Given text:
Datasets¶

Helpers for discovering and loading example datasets.

snputils.available_datasets_list()[source]¶: Get the list of available dataset registry names.

snputils.load_dataset(name, chromosomes=None, variants_ids=None, sample_ids=None, resource=None, data_home=None, output_dir=None, genotype_sources=None, download_genotypes=True, populations=None, samples_per_population=None, max_variants=None, require_biallelic=False, require_complete=False, require_polymorphic=False, snv_only=False, metadata_path=None, metadata_url=None, panel_path=None, panel_url=None, verbose=True, **read_kwargs)[source]¶

Load a genome dataset.

Parameters:

name (str) – Name of the dataset to load. Call available_datasets_list() to get the list of available datasets.
chromosomes (List[str] | List[int] | str | int) – Chromosomes to load.
variants_ids (List[str]) – List of variant IDs to load.
sample_ids (List[str]) – List of sample IDs to load.
resource (str) – Optional dataset genotype resource name. If omitted, the dataset default is used.
data_home (Path | str) – Optional dataset cache directory root.
output_dir (Path | str) – Optional directory for downloaded source files and intermediate files.
genotype_sources – Optional local paths or URLs to use instead of a registry chromosome resource.
download_genotypes – Whether remote genotype sources should be downloaded.
populations – Optional population labels to select from dataset metadata.

Problem A:
Return the passage of the Datasets documentation from "snputils.available_datasets_list()[source]¶: Get the" up to and including "variant IDs to load.".
Problem B:
In the Datasets documentation, what is used when the resource parameter is omitted?
Problem C:
Continue the snputils Datasets documentation after its last line.

Entries shown:
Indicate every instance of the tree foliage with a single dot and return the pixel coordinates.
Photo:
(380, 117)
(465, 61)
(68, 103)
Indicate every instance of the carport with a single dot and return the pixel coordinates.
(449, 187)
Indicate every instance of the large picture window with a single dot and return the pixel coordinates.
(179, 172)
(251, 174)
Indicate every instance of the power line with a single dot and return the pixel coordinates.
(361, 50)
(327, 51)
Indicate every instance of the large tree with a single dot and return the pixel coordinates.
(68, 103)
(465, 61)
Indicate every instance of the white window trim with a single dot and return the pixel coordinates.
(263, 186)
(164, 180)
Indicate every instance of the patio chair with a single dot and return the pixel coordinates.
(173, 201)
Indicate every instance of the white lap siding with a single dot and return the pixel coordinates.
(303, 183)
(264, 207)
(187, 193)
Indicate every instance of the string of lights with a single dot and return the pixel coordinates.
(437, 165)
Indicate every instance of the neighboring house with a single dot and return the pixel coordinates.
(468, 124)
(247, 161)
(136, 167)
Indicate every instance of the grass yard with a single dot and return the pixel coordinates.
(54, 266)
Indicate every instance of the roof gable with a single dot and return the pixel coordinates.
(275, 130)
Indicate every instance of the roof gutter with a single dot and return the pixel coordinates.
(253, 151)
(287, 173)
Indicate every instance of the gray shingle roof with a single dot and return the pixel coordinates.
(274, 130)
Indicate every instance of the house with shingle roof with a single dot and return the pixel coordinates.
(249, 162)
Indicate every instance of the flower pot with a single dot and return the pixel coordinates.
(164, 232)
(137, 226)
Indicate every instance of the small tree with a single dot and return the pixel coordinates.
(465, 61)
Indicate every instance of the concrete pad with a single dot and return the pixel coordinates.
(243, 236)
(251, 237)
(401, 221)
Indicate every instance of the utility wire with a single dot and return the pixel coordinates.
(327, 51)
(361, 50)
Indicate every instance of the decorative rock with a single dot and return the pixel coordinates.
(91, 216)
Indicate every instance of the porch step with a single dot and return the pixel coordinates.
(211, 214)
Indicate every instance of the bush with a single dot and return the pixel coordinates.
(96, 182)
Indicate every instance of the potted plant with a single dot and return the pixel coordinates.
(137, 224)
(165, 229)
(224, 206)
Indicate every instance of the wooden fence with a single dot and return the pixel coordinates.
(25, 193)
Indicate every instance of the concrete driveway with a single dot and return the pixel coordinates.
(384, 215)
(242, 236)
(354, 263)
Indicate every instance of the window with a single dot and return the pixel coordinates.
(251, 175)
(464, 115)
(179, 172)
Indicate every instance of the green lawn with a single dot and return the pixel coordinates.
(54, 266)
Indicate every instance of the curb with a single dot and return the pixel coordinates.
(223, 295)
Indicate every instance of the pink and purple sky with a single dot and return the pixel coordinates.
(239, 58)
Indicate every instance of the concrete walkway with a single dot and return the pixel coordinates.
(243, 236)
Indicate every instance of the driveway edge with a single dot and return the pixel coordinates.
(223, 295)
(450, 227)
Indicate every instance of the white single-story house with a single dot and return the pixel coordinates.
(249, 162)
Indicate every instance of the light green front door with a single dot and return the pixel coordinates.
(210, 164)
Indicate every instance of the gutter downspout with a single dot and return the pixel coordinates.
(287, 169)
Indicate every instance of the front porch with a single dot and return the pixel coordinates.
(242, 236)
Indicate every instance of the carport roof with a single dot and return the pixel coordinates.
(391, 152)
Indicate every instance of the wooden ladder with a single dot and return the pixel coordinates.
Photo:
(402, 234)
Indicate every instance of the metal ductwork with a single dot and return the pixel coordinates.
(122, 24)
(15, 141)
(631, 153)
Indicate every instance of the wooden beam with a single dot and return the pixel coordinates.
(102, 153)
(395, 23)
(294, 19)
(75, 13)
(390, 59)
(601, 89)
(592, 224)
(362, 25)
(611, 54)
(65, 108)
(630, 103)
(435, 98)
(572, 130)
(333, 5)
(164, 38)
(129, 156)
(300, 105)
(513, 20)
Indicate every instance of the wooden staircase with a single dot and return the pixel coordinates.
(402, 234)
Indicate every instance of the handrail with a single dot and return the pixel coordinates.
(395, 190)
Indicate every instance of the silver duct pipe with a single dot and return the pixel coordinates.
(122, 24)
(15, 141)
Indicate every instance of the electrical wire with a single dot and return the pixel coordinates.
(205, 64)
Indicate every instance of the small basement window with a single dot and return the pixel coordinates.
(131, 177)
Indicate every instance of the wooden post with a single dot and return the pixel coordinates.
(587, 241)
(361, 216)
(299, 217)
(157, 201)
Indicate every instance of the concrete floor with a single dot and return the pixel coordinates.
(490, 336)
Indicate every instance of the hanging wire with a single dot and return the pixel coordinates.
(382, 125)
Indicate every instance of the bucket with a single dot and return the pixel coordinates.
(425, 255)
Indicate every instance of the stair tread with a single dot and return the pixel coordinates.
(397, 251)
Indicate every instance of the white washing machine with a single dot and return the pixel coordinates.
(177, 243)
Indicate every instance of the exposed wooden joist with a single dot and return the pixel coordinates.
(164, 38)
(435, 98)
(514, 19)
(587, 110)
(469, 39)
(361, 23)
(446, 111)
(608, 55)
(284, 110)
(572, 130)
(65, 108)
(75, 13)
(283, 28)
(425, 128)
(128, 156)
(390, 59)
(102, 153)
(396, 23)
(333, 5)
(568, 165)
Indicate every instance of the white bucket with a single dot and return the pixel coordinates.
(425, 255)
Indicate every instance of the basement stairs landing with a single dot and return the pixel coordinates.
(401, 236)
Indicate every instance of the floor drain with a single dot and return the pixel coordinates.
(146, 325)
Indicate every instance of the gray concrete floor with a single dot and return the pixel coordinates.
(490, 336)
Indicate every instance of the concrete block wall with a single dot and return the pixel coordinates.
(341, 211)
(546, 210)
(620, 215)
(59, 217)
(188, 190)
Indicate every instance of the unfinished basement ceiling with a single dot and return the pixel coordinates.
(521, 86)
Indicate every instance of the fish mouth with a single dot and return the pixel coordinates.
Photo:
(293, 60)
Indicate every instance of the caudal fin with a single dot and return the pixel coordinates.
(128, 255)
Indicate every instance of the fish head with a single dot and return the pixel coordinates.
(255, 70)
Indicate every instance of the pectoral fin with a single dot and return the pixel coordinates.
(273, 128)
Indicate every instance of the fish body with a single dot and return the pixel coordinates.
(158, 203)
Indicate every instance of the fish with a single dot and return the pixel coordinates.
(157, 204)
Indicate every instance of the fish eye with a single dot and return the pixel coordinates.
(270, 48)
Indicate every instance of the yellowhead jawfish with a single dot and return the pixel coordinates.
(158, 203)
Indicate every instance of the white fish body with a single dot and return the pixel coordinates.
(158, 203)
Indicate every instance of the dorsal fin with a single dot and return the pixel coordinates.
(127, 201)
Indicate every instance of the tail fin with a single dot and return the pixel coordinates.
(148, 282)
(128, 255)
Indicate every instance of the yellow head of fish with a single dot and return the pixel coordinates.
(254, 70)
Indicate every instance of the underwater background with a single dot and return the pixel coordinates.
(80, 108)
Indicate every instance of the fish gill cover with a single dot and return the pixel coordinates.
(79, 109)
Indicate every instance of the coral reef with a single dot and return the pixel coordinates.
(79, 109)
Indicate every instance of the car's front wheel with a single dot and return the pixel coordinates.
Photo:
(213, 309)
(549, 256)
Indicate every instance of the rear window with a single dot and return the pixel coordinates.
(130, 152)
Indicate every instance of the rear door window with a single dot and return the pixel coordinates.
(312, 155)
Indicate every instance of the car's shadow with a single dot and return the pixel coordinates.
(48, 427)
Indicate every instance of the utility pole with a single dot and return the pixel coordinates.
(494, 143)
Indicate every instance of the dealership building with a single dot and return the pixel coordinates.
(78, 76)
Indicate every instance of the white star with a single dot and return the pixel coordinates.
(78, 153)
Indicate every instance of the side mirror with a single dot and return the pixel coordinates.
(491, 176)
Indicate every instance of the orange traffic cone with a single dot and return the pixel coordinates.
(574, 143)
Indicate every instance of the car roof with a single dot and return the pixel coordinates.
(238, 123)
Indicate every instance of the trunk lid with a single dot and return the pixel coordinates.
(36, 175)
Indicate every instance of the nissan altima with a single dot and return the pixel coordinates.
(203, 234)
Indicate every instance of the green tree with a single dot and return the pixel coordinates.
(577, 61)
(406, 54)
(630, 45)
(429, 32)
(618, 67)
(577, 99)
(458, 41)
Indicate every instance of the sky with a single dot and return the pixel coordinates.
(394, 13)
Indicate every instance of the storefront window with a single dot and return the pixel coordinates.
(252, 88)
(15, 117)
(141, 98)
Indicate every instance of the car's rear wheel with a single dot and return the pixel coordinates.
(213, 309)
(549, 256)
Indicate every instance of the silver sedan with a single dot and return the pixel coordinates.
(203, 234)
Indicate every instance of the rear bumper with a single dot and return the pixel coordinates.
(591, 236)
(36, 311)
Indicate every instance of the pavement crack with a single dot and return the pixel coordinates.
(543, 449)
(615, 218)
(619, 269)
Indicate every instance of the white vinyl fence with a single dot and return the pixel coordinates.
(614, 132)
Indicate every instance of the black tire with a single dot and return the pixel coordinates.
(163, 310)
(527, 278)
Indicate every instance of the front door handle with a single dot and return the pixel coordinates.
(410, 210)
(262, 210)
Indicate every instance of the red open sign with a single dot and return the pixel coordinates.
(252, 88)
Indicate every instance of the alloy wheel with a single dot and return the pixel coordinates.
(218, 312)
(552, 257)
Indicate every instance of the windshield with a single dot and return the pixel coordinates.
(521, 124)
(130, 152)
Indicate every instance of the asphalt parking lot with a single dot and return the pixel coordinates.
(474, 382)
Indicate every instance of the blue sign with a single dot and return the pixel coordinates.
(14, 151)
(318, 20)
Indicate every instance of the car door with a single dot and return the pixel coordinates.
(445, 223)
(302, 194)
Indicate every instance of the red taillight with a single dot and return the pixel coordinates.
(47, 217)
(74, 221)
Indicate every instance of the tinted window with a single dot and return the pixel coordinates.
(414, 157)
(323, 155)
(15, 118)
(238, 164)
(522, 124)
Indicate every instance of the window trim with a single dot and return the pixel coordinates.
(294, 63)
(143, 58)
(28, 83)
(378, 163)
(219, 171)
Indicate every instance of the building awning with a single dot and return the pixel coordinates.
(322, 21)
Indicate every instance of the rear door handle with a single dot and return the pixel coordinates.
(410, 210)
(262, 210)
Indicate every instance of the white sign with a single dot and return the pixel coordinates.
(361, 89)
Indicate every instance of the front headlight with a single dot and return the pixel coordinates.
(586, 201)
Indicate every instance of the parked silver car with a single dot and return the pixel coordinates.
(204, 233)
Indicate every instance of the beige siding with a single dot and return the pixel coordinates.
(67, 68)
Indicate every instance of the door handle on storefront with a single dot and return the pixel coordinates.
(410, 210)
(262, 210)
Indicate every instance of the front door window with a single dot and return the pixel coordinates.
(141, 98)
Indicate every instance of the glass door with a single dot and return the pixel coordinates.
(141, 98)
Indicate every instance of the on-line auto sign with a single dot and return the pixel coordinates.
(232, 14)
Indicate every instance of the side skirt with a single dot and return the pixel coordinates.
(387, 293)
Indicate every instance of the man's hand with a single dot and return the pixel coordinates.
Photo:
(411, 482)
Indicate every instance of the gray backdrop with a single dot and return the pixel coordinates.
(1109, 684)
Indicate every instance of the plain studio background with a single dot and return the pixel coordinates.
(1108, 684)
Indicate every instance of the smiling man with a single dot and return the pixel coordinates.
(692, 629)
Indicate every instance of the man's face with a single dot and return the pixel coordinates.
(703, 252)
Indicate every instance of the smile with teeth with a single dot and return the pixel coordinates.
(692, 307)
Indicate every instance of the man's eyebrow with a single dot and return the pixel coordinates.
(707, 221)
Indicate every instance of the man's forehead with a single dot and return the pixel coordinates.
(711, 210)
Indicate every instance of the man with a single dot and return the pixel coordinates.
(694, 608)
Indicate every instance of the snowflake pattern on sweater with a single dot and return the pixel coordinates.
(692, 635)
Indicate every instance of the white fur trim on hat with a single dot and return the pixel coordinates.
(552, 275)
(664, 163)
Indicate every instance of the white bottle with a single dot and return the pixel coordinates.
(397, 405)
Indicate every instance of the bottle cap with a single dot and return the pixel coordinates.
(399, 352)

Exercise output A:
snputils.available_datasets_list()[source]¶: Get the list of available dataset registry names.

snputils.load_dataset(name, chromosomes=None, variants_ids=None, sample_ids=None, resource=None, data_home=None, output_dir=None, genotype_sources=None, download_genotypes=True, populations=None, samples_per_population=None, max_variants=None, require_biallelic=False, require_complete=False, require_polymorphic=False, snv_only=False, metadata_path=None, metadata_url=None, panel_path=None, panel_url=None, verbose=True, **read_kwargs)[source]¶

Load a genome dataset.

Parameters:

name (str) – Name of the dataset to load. Call available_datasets_list() to get the list of available datasets.
chromosomes (List[str] | List[int] | str | int) – Chromosomes to load.
variants_ids (List[str]) – List of variant IDs to load.

Exercise output B:
The dataset default is used.

Exercise output C:
samples_per_population – Optional number of samples to take from each selected population.
max_variants – Optional maximum number of variants to read by streaming source files directly.
require_biallelic – If streaming source files, keep only biallelic variants.
require_complete – If streaming source files, keep only variants with complete genotypes.
require_polymorphic – If streaming source files, keep only polymorphic variants.
snv_only – If streaming source files, keep only biallelic SNVs.
metadata_path – Optional local population metadata path.
metadata_url – Optional population metadata URL.
panel_path – Backward-compatible alias for metadata_path.
panel_url – Backward-compatible alias for metadata_url.
verbose (bool) – Whether to show progress.
**read_kwargs – Keyword arguments to pass to PGENReader.read().

Returns:

SNPObject – SNPObject containing the loaded dataset. If population metadata is used, population labels are stored in sample_fid and sex labels are stored in sample_sex.